▸ **CONSEGNA**: Estrai per intero il testo di partenza sull'udienza del Papa alla Fondazione AVSI, riproducendolo parola per parola.

▸ **TESTO DI PARTENZA**:

Discorso del Santo Padre
Traduzione in lingua inglese
Traduzione in lingua araba
Questa mattina, il Santo Padre Francesco ha ricevuto in Udienza, nel Palazzo Apostolico Vaticano, i Membri della Fondazione AVSI per il Progetto “Ospedali Aperti” in Siria.
Pubblichiamo di seguito il discorso che il Papa ha rivolto ai presenti nel corso dell’Udienza:
Discorso del Santo Padre
Cari fratelli e sorelle, buongiorno!
Do il benvenuto a tutti voi, radunati in questi giorni per portare avanti la lodevole iniziativa “Ospedali Aperti” in Siria. Ringrazio il Dottor Giampaolo Silvestri, Segretario Generale della Fondazione AVSI, per la sua introduzione. E saluto con viva gratitudine il Cardinale Zenari, che da quattordici anni è Nunzio Apostolico in Siria.

▸ **MATERIALE FORNITO**:
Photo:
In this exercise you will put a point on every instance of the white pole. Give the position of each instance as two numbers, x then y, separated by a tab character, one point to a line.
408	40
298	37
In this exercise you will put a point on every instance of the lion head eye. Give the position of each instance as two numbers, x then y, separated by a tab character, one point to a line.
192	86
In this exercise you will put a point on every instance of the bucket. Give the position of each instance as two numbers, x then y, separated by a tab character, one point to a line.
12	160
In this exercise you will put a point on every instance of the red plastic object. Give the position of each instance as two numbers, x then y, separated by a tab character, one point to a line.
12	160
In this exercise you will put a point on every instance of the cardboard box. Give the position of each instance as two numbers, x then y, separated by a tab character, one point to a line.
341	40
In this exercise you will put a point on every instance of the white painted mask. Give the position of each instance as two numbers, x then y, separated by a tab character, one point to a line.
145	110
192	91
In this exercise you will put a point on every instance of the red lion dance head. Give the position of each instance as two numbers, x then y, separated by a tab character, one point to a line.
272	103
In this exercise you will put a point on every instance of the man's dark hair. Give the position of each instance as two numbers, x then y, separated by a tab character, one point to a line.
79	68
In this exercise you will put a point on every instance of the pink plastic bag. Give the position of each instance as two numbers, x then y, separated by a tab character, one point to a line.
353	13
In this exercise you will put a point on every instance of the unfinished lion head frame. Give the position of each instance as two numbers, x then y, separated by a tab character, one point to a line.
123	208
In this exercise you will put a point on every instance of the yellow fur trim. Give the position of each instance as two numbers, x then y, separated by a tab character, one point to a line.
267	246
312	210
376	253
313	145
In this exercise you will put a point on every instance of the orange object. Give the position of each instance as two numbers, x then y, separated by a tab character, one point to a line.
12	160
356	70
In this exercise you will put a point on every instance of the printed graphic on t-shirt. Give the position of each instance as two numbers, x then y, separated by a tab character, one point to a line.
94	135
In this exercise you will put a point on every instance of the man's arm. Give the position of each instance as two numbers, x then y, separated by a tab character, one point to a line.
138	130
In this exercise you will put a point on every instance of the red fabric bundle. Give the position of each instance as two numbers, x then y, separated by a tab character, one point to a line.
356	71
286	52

▸ **RISPOSTA**:
Discorso del Santo Padre
Traduzione in lingua inglese
Traduzione in lingua araba
Questa mattina, il Santo Padre Francesco ha ricevuto in Udienza, nel Palazzo Apostolico Vaticano, i Membri della Fondazione AVSI per il Progetto “Ospedali Aperti” in Siria.
Pubblichiamo di seguito il discorso che il Papa ha rivolto ai presenti nel corso dell’Udienza:
Discorso del Santo Padre
Cari fratelli e sorelle, buongiorno!
Do il benvenuto a tutti voi, radunati in questi giorni per portare avanti la lodevole iniziativa “Ospedali Aperti” in Siria. Ringrazio il Dottor Giampaolo Silvestri, Segretario Generale della Fondazione AVSI, per la sua introduzione. E saluto con viva gratitudine il Cardinale Zenari, che da quattordici anni è Nunzio Apostolico in Siria.